__BRIEF__: Filter the rows below, keeping every line that contains the string "dark", and copy those lines unchanged.

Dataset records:
★ ★ ★ ★
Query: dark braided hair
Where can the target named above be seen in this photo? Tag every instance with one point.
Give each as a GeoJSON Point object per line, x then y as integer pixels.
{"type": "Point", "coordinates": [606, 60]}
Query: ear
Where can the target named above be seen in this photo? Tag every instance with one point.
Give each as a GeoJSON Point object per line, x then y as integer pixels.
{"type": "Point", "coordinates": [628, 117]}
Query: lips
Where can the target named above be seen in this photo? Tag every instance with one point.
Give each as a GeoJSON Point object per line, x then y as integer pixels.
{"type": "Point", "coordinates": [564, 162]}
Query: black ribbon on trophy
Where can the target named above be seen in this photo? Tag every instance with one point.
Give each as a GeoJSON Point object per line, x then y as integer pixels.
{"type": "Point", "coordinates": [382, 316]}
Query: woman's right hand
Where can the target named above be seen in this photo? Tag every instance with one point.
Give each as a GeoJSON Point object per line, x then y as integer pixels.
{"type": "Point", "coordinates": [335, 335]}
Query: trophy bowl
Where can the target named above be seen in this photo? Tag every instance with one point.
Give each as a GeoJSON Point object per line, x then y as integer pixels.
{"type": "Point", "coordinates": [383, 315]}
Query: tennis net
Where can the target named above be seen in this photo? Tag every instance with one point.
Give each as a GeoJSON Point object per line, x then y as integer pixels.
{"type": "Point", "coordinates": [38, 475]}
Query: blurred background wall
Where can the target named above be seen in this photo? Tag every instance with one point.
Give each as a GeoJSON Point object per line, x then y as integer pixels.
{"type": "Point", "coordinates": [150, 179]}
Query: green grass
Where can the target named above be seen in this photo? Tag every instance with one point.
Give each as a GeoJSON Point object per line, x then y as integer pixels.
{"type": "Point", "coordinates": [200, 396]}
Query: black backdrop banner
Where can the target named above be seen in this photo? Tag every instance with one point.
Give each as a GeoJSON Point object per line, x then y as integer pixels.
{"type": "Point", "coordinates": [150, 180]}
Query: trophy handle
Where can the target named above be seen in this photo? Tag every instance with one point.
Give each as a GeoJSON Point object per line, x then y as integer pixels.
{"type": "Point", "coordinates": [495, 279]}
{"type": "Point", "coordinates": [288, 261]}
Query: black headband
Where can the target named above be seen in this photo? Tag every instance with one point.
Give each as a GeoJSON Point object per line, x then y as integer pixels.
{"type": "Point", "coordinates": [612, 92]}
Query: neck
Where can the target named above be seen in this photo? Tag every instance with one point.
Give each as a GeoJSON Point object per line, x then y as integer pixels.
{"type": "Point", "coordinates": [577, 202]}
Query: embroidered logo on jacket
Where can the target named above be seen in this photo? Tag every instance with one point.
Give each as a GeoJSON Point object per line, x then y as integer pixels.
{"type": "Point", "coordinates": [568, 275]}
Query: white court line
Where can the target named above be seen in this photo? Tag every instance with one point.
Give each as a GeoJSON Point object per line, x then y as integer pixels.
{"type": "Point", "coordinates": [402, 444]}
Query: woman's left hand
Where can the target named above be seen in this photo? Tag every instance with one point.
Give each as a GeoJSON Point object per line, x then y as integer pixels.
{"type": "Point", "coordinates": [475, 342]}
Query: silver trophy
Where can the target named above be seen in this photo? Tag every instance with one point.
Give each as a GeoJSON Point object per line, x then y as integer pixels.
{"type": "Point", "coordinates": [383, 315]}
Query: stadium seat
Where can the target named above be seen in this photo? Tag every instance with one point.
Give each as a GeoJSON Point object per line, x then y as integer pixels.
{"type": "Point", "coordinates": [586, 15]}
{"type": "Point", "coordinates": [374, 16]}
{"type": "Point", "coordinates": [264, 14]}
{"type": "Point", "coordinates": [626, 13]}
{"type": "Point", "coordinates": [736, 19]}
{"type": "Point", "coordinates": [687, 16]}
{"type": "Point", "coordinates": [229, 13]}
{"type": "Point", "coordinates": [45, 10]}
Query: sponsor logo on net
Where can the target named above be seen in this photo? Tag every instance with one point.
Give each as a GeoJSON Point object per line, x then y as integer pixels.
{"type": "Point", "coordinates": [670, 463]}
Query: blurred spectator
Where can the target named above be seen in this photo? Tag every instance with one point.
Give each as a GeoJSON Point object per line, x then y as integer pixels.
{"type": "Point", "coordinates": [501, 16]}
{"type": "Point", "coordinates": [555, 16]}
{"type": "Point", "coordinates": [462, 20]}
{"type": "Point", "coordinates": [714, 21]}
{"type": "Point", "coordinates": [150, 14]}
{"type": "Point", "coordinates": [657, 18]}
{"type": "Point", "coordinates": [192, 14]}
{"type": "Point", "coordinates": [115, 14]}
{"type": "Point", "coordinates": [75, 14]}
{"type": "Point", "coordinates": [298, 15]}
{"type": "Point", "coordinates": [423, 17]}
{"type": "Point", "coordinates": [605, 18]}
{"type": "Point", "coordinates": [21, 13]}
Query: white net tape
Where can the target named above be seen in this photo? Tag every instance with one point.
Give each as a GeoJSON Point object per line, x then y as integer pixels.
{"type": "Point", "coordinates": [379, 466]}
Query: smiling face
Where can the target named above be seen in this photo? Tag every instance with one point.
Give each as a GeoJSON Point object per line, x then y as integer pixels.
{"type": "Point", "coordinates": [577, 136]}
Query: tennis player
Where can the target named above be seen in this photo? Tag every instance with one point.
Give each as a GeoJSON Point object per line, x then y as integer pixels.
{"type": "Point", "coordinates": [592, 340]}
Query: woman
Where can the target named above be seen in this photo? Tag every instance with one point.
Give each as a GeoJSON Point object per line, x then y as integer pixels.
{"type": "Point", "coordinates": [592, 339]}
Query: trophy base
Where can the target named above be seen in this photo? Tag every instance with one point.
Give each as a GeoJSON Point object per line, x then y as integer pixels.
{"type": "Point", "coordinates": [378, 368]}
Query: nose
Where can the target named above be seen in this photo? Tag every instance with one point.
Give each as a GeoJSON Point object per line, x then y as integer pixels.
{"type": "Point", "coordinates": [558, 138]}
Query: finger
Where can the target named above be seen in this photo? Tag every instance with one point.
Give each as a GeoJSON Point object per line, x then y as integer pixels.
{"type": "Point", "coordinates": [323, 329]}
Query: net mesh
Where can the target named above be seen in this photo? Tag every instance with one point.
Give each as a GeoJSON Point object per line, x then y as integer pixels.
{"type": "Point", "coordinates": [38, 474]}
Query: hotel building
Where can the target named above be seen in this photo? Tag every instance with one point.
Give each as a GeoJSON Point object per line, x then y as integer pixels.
★ ★ ★ ★
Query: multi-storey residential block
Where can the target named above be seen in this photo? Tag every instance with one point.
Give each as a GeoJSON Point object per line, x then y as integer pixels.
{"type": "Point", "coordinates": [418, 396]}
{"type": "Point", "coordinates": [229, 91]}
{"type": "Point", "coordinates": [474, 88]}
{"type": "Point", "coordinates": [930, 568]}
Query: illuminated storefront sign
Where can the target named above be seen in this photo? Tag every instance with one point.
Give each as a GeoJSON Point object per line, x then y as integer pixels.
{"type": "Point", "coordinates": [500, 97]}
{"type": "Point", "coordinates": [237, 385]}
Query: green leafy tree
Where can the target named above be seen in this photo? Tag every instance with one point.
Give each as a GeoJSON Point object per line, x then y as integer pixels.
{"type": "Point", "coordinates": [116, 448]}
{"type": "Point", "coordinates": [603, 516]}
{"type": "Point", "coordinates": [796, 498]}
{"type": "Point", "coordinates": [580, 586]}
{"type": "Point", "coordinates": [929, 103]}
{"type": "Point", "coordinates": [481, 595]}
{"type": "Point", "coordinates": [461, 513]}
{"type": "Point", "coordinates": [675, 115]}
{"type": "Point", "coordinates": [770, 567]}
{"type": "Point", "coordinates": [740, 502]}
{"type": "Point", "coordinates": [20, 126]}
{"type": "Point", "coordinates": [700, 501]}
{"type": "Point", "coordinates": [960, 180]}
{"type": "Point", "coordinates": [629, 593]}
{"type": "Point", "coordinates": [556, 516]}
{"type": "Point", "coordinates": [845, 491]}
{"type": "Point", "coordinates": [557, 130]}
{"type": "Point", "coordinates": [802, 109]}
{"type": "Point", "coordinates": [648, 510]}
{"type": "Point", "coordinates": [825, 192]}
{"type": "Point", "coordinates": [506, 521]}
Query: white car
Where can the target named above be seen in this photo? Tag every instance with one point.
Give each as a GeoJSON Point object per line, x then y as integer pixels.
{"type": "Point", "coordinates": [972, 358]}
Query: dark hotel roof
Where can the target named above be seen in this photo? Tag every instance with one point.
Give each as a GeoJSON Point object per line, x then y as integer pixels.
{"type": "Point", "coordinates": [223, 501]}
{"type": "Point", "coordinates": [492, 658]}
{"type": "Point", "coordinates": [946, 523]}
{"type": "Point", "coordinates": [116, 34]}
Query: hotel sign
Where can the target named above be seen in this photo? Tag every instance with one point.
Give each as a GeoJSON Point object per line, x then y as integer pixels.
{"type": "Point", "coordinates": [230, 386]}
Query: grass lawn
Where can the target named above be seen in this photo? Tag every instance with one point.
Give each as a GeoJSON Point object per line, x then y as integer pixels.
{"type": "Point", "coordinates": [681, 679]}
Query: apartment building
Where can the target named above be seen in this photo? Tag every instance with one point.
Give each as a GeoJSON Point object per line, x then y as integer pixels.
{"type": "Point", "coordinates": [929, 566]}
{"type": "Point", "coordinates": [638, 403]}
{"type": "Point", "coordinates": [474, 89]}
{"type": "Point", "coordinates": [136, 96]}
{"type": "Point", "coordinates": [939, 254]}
★ ★ ★ ★
__EXERCISE SOLUTION__:
Query: dark braided hair
Query: dark hotel roof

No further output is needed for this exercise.